[Image region labeling entries]
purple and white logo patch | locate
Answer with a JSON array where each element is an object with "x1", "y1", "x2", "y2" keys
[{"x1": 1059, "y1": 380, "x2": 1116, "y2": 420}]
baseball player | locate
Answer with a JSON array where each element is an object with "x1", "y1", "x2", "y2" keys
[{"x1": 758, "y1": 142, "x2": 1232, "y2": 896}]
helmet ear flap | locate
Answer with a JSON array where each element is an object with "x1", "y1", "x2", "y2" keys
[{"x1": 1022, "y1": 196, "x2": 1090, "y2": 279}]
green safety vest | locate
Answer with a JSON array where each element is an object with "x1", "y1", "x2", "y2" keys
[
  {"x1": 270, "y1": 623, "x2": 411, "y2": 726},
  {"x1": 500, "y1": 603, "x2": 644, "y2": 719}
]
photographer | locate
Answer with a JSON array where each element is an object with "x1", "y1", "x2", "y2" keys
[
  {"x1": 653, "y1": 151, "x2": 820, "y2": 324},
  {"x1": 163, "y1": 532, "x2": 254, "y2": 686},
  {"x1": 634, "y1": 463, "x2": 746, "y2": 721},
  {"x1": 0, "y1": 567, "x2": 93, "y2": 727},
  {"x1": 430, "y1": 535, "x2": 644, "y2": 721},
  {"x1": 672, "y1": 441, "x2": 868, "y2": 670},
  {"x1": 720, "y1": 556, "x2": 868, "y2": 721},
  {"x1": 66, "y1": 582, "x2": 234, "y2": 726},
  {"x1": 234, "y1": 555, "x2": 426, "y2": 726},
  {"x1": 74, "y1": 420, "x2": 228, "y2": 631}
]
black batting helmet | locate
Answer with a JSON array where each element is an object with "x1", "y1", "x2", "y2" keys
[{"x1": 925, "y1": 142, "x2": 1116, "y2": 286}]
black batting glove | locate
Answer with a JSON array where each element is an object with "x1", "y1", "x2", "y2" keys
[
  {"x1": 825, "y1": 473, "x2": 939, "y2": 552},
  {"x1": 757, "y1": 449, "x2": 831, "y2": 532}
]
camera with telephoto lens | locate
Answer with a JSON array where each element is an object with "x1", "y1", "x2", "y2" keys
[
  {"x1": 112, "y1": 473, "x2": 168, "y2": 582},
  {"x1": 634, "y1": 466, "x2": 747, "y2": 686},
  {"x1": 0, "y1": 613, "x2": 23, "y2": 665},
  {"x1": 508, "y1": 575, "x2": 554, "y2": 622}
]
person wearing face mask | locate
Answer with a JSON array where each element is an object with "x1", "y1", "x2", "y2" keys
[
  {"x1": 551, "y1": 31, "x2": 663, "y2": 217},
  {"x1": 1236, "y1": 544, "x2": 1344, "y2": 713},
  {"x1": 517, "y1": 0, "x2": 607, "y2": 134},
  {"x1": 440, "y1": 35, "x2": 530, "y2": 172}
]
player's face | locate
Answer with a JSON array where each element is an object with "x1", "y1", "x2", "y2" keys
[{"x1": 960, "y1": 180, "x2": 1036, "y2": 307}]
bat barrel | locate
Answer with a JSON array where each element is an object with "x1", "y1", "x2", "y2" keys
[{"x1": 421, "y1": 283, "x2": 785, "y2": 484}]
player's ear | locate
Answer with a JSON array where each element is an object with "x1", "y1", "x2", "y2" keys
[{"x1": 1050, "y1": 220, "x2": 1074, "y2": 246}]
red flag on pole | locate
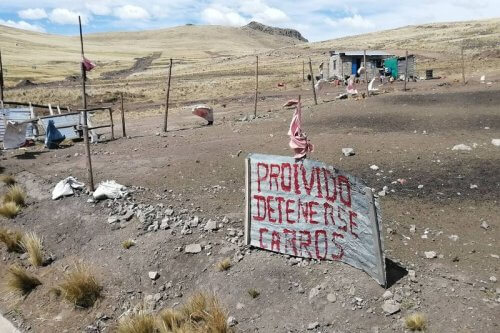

__What the exercise asks__
Copy out every item above word for word, leaving out the pictures.

__Exercise solution__
purple and white logo patch | locate
Answer with a JSON array where each element is an object with "x1", "y1", "x2", "y2" keys
[{"x1": 1059, "y1": 380, "x2": 1116, "y2": 420}]
baseball player | locate
Answer with a JSON array where each element is an object with "x1", "y1", "x2", "y2" keys
[{"x1": 758, "y1": 142, "x2": 1232, "y2": 896}]
helmet ear flap | locate
Answer with a JSON array where each element is an object with "x1", "y1", "x2", "y2" keys
[{"x1": 1022, "y1": 196, "x2": 1090, "y2": 279}]
green safety vest | locate
Answer with a JSON array where each element is an object with "x1", "y1", "x2", "y2" keys
[
  {"x1": 270, "y1": 623, "x2": 411, "y2": 726},
  {"x1": 500, "y1": 603, "x2": 644, "y2": 719}
]
photographer | locate
Answer with a JSON array where each element is an object with "x1", "y1", "x2", "y2" keys
[
  {"x1": 653, "y1": 151, "x2": 820, "y2": 324},
  {"x1": 163, "y1": 532, "x2": 254, "y2": 686},
  {"x1": 634, "y1": 463, "x2": 746, "y2": 721},
  {"x1": 0, "y1": 567, "x2": 93, "y2": 727},
  {"x1": 430, "y1": 535, "x2": 644, "y2": 721},
  {"x1": 672, "y1": 441, "x2": 868, "y2": 670},
  {"x1": 720, "y1": 556, "x2": 868, "y2": 721},
  {"x1": 66, "y1": 582, "x2": 234, "y2": 726},
  {"x1": 234, "y1": 555, "x2": 426, "y2": 726},
  {"x1": 74, "y1": 420, "x2": 228, "y2": 631}
]
black batting helmet | locate
Answer with a JSON array where each element is an object with "x1", "y1", "x2", "y2" keys
[{"x1": 925, "y1": 142, "x2": 1116, "y2": 286}]
black batting glove | locate
Answer with a JSON array where each element is an object with "x1", "y1", "x2", "y2" keys
[
  {"x1": 825, "y1": 473, "x2": 939, "y2": 552},
  {"x1": 757, "y1": 449, "x2": 831, "y2": 532}
]
camera with telephoto lens | locate
Answer with a JSON array where each element is an object with "x1", "y1", "x2", "y2" keys
[
  {"x1": 112, "y1": 473, "x2": 168, "y2": 582},
  {"x1": 634, "y1": 466, "x2": 747, "y2": 686},
  {"x1": 0, "y1": 613, "x2": 23, "y2": 665},
  {"x1": 508, "y1": 575, "x2": 554, "y2": 622}
]
person wearing face mask | locate
Answer with a JSON array where each element is an object with "x1", "y1", "x2", "y2" keys
[
  {"x1": 551, "y1": 31, "x2": 663, "y2": 217},
  {"x1": 1236, "y1": 544, "x2": 1344, "y2": 713},
  {"x1": 517, "y1": 0, "x2": 607, "y2": 134},
  {"x1": 440, "y1": 35, "x2": 530, "y2": 172}
]
player's face | locate
Answer with a JSON array where each element is an object with "x1", "y1", "x2", "y2" keys
[{"x1": 960, "y1": 180, "x2": 1036, "y2": 307}]
bat barrel | locate
Answer with a JSON array where each element is an object with "x1", "y1", "x2", "y2" keys
[{"x1": 421, "y1": 283, "x2": 785, "y2": 484}]
player's ear | locate
Answer with a JSON array where each element is an object with "x1", "y1", "x2", "y2" keys
[{"x1": 1050, "y1": 220, "x2": 1074, "y2": 246}]
red flag on pole | locate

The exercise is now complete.